### [THE EXERCISE]
Repeat each of the following lines verbatim, leaving the picture out.
____________
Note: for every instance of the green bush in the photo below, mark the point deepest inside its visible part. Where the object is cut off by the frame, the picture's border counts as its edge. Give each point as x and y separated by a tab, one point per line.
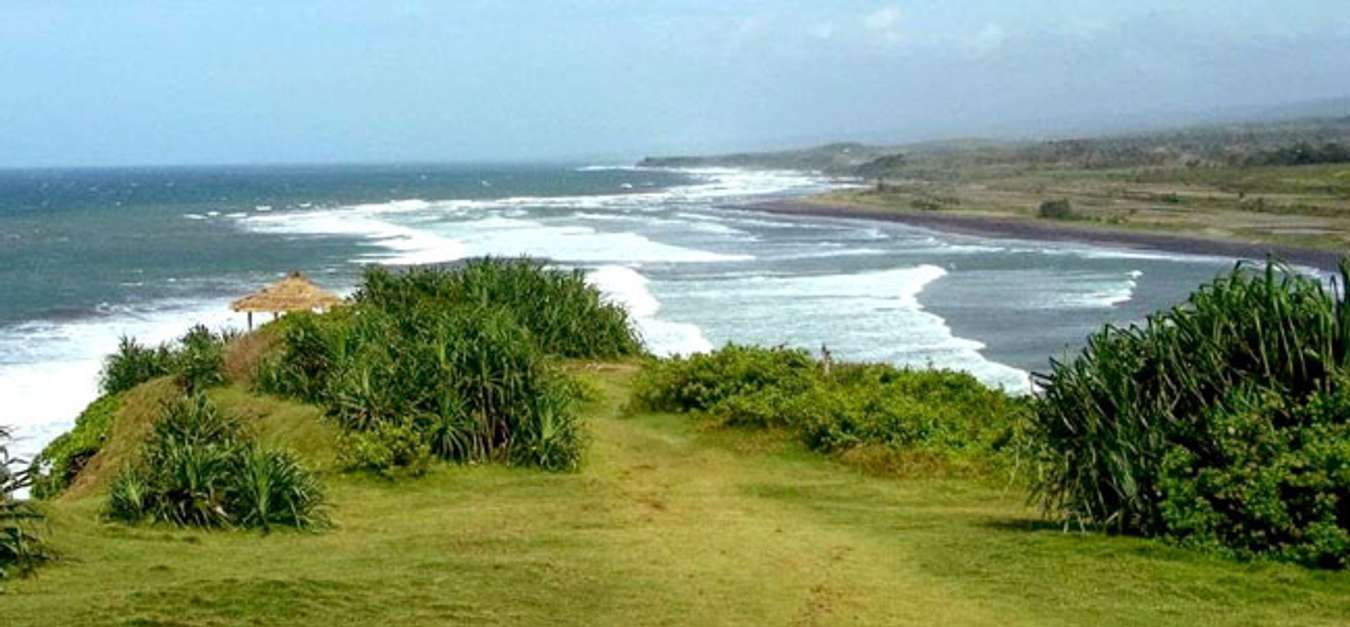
459	360
196	361
1056	210
701	383
197	468
20	547
58	464
948	416
564	315
132	365
199	362
388	447
1221	422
____________
### [RESULT]
Note: for every instance of the green bush in the photo below, mark the point deepest inside its visible part. Where the object is cut off by the frame, the picture's border counts as its edge. Give each point as x and y separated by a tab, one point per line.
459	360
196	361
1056	210
701	383
197	468
20	547
58	464
948	416
564	315
132	365
199	362
388	447
1221	422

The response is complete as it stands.